Open Journal of Genetics
Vol.4 No.2(2014), Article ID:44675,12 pages DOI:10.4236/ojgen.2014.42012

Analyses Using SSR and DArT Molecular Markers Reveal that Ethiopian Accessions of White Lupin (Lupinus albus L.) Represent a Unique Genepool

Rosy Raman, Raymond B. Cowley, Harsh Raman, David J. Luckett*

Graham Centre for Agricultural Innovation (an Alliance between Charles Sturt University and NSW Department of Primary Industries), NSW DPI, Agricultural Institute, Wagga Wagga, Australia

Email: *

Copyright © 2014 by authors and Scientific Research Publishing Inc.

This work is licensed under the Creative Commons Attribution International License (CC BY).

Received 6 February 2014; revised 5 March 2014; accepted 4 April 2014


PCR-based genic and microarray-based Diversity Arrays Technology (DArT™) markers were used to determine genetic diversity in 94 accessions of white lupin (Lupinus albus L.) comprising Australian and foreign cultivars, landraces, and advanced breeding lines from Australian breeding programs. A total of 345 (50 PCR-based and 295 DArT-based) polymorphic fragments were identified, which were used to determine the genetic diversity among accessions. Both cluster analysis of bivariate marker data using UPGMA, and principal coordinate analysis, indicated a high level of genetic diversity in the germplasm. Our results showed that both types of markers used in this study are suitable for estimation of genetic diversity. Landrace accessions from Ethiopia formed a very distinct and separate grouping with both marker systems. Australian cultivars and breeding lines were clustered together and tended to be distinct from European landraces. These findings will allow breeders to select appropriate, diverse parents to broaden the genetic base of white lupin breeding populations.

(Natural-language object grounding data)
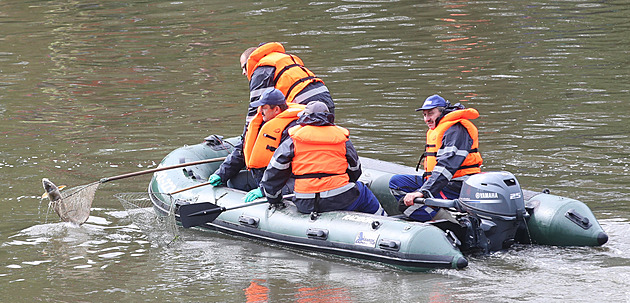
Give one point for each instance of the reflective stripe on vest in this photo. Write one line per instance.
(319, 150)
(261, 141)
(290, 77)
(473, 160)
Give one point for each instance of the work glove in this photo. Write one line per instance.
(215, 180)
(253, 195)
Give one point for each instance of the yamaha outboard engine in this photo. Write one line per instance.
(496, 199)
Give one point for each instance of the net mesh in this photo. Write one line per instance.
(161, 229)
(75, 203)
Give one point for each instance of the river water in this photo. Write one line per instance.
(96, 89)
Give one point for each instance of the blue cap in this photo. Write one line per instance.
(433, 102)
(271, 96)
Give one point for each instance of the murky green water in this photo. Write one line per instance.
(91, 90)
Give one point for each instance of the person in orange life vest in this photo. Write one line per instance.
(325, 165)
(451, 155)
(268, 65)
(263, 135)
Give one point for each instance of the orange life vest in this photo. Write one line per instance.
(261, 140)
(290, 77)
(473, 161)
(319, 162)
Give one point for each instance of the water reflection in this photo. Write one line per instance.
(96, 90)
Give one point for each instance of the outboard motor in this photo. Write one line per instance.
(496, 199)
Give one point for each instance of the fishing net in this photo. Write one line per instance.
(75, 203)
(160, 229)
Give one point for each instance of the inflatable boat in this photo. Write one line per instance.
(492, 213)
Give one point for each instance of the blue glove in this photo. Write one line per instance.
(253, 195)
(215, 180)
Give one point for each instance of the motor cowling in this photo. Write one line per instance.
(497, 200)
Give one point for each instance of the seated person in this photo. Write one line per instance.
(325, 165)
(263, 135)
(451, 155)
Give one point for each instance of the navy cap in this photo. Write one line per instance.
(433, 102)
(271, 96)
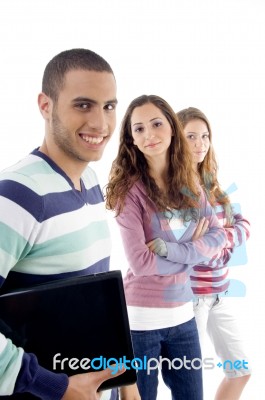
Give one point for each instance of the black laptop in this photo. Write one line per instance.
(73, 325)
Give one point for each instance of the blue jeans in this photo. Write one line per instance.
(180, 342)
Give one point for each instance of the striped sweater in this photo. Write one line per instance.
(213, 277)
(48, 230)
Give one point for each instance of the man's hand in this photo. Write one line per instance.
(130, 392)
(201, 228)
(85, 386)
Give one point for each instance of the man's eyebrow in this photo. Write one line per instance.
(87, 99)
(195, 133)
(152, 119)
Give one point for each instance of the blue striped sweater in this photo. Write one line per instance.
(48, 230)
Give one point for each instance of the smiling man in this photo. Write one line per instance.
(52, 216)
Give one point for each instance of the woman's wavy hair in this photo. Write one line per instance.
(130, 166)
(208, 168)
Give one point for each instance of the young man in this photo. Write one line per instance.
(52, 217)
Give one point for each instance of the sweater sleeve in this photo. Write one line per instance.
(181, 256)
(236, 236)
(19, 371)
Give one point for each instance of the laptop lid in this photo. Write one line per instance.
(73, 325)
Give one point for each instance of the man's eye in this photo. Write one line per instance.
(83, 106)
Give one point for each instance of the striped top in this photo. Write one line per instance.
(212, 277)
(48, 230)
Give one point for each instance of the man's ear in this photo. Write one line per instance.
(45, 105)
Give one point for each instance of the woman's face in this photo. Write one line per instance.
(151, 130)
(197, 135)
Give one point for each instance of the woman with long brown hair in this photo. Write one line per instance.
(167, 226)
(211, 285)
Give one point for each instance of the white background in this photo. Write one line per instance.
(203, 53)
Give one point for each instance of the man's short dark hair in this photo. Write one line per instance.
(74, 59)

### TASKS AND EXERCISES:
A) Sum up the white lupin abstract in two sentences.
B) Carry on the white lupin abstract from where it stops.
The entries have nothing to do with what you are asked to do here.

### SOLVED PROBLEMS:
A) Using 345 polymorphic fragments from PCR-based and DArT markers, the study measured genetic diversity in 94 white lupin accessions, found a high level of diversity, and showed that both marker types are suitable for estimating it. Ethiopian landraces formed a very distinct group, while Australian cultivars and breeding lines clustered together and tended to be distinct from European landraces, which will help breeders choose diverse parents.

B)
Keywords:Broad-Leaf Lupin, Molecular Diversity, Germplasm Accessions, Molecular Markers

1. Introduction

Lupinus albus L. (white or broad-leaf lupin, 2n = 50), a member of the Leguminosae, is an annual grain-legume crop grown in Australia and other parts of the world. In Australia, L. albus is grown as an important, high-protein rotational grain crop and is useful in controlling cereal diseases in a mixed-farming crop rotation, and provides alternative herbicide options for weed control. L. albus fixes atmospheric nitrogen through its symbiosis with rhizobia and it is an efficient scavenger of phosphorus due to the presence of proteoid roots which secrete organic acids, increase phosphorus solubility and make it more accessible for plant uptake [1] -[5] . Over the past 3000 years, white lupins have been utilised as feed for livestock (cattle, dairy cows, sheep, horses, and poultry), aquaculture, and food for human consumption [6] -[8] .

Previous work has indicated that the Balkans region in the Mediterranean basin is the likely centre of origin of the L. albus species [9] . In these locations the primitive brown seed colour (graecus) is found, along with genotypes which have shattering pods, hard-seeds, plus high-alkaloid content in the seeds and foliage to deter herbivores [10] . These characteristics have all been replaced with important alternatives (low-alkaloid, white soft seeds, and non-shattering pods) during domestication and the modern breeding process [11] . White lupin and other Lupinus species have been fully domesticated only recently when compared with most crops [12] .

A number of ex situ germplasm collections are in existence containing genetic resources for L. albus. The world’s largest lupin germplasm collection is located at Perth, Western Australia, despite the genus Lupinus being totally absent from the wild in that continent apart from recently naturalised introductions. Like many species exploited by Australian agriculture, the genetic material is sourced 100% from elsewhere, although significant progress in white lupin breeding has been made within Australia for yield, grain quality and disease resistance [6] [13] [14] . Lupin germplasm collections can be exploited to identify novel genotypes which may contain novel genes for traits of commercial value (e.g., disease resistance), and to broaden the genetic base of lupin breeding programs. Genotypes from Ethiopia are the source of important genes for worldwide L. albus breeding, particularly resistance to the wide-spread and devastating fungal disease anthracnose [15] [16] .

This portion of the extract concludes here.